Extracto de origen:
--------

Y llegó también, por cierto, la quiebra en su sentido propio; la bancarrota en cadena de decenas de miles de empresas a las que se obligó a cerrar sus puertas innecesariamente, brutalmente, masivamente, sin la mínima evaluación de la incidencia que sus actividades pudieran tener en el contagio, sin la menor preocupación por la búsqueda de una solución alternativa, de un protocolo que permitiera a la gente trabajar, procurar su sustento diario, ganar siquiera para pagar los impuestos confiscatorios que sirven para mantener a la única organización que salió ilesa de la pandemia: el aparato burocrático del Estado y sus indignantes privilegios.
Toda la política del Gobierno está encaminada a la destrucción de las pequeñas y medianas empresas y a la huida de las grandes compañías sanas que quedan en el país. ¿Qué gobierno ataca a sus empresas emblemáticas, a sus gallinas de los huevos de oro, a los sectores que generan el mayor volumen de divisas y a los innovadores que, desde una nación con permanentes dificultades, tuvieron la virtud de crecer y expandirse por el continente?
¡Cómo no mencionar, además, la quiebra de la salud pública que provocó la muerte de decenas de miles de personas, por el rechazo caprichoso –por decirlo en términos demasiado benévolos– de 14 millones de vacunas!
Fueron también quebrados los vínculos de la Argentina con el mundo, que representan el modo de convivencia que deseamos tener en el planeta, el estilo de vida con el que congeniamos, las posibilidades de crecimiento económico y cultural para las actuales y futuras generaciones. Una vez más se llevó a la nación a los suburbios de la Tierra, a la alianza con las dictaduras a las que los actuales funcionarios no llaman dictaduras, con los regímenes que hacen desaparecer a sus ciudadanos, que, en este caso, no son desaparecidos, no son torturados, no son masacrados, desde la visión cínica de las autoridades argentinas.
Y por otro lado, casi silenciosa, aparece la quiebra del territorio, que el Gobierno entrega livianamente en el sur a los enemigos de la Argentina. ¿De qué otra manera podría llamarse a quienes no reconocen la jurisdicción nacional, repudian y queman la bandera celeste y blanca, izan la propia, incendian bosques, iglesias, casas, vehículos, amenazan a sus propietarios, ocupan por la fuerza parques nacionales y predios particulares y ejercen una permanente hostilidad hacia nuestra nación? La burocracia gubernamental ha privilegiado a la Resistencia Ancestral Mapuche por sobre la población digna que trabaja y respeta las leyes. Es, una vez más, la sublimación de lo peor, la traición en los términos de la Constitución nacional: “La traición contra la nación consistirá únicamente en tomar las armas contra ella o en unirse a sus enemigos prestándoles ayuda o socorro”.

--------

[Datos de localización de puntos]
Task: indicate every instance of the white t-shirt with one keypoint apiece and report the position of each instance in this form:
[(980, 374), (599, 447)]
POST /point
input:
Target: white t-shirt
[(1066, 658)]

--------

Consigna 1:
Según el extracto de origen, ¿cuántas vacunas fueron rechazadas?
Consigna 2:
Traduzca al inglés la siguiente oración del extracto: "Toda la política del Gobierno está encaminada a la destrucción de las pequeñas y medianas empresas y a la huida de las grandes compañías sanas que quedan en el país."
Los ítems no cumplen ninguna función aquí.

Respuesta final 1:
14 millones de vacunas.

Respuesta final 2:
The Government's entire policy is directed toward the destruction of small and medium-sized businesses and the flight of the large, healthy companies that remain in the country.